[TEXT BLOCK]
#####

Rewriting History by Susanne Urban
For more than fifteen years, German intellectuals, writers, politicians, and ordinary people have gradually worn down moral and political barriers that for decades kept the overwhelming majority away from open and extensive anti-Semitism. It started with the Historikerstreit, a series of articles written in 1986, and did not end with the anti-Semitic election campaign in spring 2002. The Historikerstreit was mainly propelled by an article by the historian Ernst Nolte in Frankfurter Allgemeine Zeitung, which portrayed the National Socialist state and its terror as only a reaction to the Bolshevik threat, and the persecution of Jews and the Shoah as not really singular in human history.
(Jürgen Habermas, a representative of the Critical Theory school and intellectual descendant of Theodor Adorno, sharply protested Nolte’s claims.) Germany is a country with far more memorials and museums to the concentration camps, as well as Jewish museums, than other European countries. The volume of Holocaust education in schools and other educational institutions, the number of conferences and workshops devoted to the subject, seems close to unique in Europe. As Yehuda Bauer, chief historian of Yad Vashem, said in an interview:
Germany is most active in promoting Holocaust education for which there is a very good reason. Given their history, they understand the importance of education as a means of preventing future disasters. The Holocaust today serves as a symbol for what we ought to oppose: racism, genocide, mass murder, ethnic hatred, ethnic cleansing, anti-Semitism and group hatred.
Nevertheless, the opposition to inhumanity in general is no obstacle to German anti-Zionism and anti-Semitism. Holocaust education in Germany may be intensive, but most of the textbooks use cliche’s and stereotypes. Moreover, many of the teachers convey compassion for the murdered Jews along with strong reservations toward the Jews of today and, of course, the anti-Israeli attitude. Although Germany is proud of its well-developed culture of Holocaust remembrance and education, which for many years was seen as a force against anti-Semitism, the latter force has gone weak. It was a fallacy to think that knowledge about the Shoah would lead people to love their neighbors or even their Jewish neighbors. Holocaust education in Germany is being slowly but steadily undermined by the new trend of seeing Germans themselves as victims, with many people feeling that they are fed up with the Shoah. Well-intended rituals and remembrances have not proved an effective shield against anti-Semitism and the rewriting of history. This widespread “victim” trend in Germany needs to be monitored carefully, since in the long run it may lead to a rewriting of the history of WW II and, in the worst case, to a minimization of the Shoah.

#####

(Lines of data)
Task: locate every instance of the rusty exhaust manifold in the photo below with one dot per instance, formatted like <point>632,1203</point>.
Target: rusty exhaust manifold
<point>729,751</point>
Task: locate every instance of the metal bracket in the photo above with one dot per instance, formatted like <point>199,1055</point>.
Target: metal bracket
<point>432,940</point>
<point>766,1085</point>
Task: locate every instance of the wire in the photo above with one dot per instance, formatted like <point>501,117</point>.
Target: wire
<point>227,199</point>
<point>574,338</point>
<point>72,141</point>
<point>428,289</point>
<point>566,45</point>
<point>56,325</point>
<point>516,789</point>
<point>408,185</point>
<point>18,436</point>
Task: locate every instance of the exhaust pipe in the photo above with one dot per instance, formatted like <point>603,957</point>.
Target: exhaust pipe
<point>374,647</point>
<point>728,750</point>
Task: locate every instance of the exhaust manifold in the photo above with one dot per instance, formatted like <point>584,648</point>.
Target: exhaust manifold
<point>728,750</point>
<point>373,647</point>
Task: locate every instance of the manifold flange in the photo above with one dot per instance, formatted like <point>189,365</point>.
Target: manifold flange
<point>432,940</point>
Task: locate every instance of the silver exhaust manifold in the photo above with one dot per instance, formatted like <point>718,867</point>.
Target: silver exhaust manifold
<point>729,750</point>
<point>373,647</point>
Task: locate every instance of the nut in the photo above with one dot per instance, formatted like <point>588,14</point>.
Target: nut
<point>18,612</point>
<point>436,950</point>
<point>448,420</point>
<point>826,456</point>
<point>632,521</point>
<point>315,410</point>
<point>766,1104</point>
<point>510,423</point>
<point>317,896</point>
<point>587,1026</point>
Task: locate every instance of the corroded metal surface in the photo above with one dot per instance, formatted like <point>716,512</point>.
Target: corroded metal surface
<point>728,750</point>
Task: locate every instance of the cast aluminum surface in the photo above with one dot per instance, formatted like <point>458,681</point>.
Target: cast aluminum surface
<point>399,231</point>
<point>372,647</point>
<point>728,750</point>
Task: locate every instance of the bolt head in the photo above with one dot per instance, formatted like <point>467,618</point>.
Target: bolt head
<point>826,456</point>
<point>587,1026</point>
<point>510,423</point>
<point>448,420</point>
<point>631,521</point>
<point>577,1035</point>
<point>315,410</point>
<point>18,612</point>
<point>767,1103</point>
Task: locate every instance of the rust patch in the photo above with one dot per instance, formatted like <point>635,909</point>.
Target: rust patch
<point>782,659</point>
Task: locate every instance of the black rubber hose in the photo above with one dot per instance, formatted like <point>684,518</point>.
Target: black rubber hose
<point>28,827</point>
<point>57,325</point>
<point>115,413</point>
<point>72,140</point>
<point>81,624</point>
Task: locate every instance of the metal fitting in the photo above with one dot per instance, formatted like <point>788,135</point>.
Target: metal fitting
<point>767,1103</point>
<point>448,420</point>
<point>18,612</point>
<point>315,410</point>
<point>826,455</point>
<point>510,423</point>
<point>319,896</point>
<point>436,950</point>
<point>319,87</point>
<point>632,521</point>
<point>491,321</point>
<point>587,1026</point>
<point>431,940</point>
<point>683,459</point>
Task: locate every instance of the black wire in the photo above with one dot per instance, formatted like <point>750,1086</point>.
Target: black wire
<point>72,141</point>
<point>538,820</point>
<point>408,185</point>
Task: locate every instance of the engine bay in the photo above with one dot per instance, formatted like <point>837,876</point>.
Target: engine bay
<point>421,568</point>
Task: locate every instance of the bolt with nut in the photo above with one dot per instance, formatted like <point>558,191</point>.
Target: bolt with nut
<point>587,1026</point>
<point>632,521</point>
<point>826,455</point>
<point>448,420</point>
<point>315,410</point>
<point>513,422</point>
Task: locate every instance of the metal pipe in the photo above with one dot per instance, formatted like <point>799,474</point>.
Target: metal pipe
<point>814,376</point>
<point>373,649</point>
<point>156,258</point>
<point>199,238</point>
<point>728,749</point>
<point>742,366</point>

#####

[WHAT TO DO]
• A. Answer these about the essay on rewriting history:
(i) In what year was the Historikerstreit series of articles written?
(ii) What position does the essay give for Yehuda Bauer?
(iii) What does the essay say most textbooks in German Holocaust education use?
• B. Carry on the essay on rewriting history from the point where it ends.
You won't need the listing.

[ANSWER LIST]
• A.
(i) 1986
(ii) Chief historian of Yad Vashem
(iii) Clichés and stereotypes

• B.
The leading figure among the German “new historians” is Jörg Friedrich, who has published two books on the Allied bombings of Germany. The first book deals with the strategy of the Allied bombings and condemns them as inhuman and pointless. Friedrich’s popularized style helped this book become a bestseller. He uses terms that for decades were associated with Nazi persecution and the Shoah; thus, cellars and air-raid shelters in which Germans died are “crematoria,” an RAF bomber group is an Einsatzgruppe, and the destruction of libraries during the bombings constitutes Bücherverbrennungen. In this way the Shoah is minimized through language.
Friedrich’s second book was also a bestseller and also depicts Germans as victims. There are no SA men, no SS, no soldiers involved in persecution, murder, and “aryanization.” The book contains horrifying photos of the effects of the Allied bombings of Germany. Ruins, burnt bodies, and ashes everywhere evoke associations with the Warsaw Ghetto after its liquidation in 1943 and well-known images from Auschwitz and other extermination camps. Friedrich even declared openly, in several television interviews in winter 2002: “Churchill was the greatest child-slaughterer of all time. He slaughtered 76,000 children.” Yet Friedrich, formerly known as a serious historian, never devotes a single word to the 1.5 million murdered Jewish children.
German historiography increasingly portrays Germans as victims in WW II and not as perpetrators, bystanders, or people deriving benefit from persecution. The revised perspective on German history – from the Allied bombings to the Germans’ expulsion from Poland and East European countries – undoubtedly reflects a historical consciousness that is newly embraced by the majority, though not new in itself. There was never any taboo on speaking about the Allied bombings or the postwar expulsions; documentaries, books, journals, and films have dealt with these subjects since the early 1950s, and WW II was commonly discussed in families and by certain organizations. What is new, however, is the public reinterpretation of history, encompassing intellectuals and politicians of both the Left and the Right.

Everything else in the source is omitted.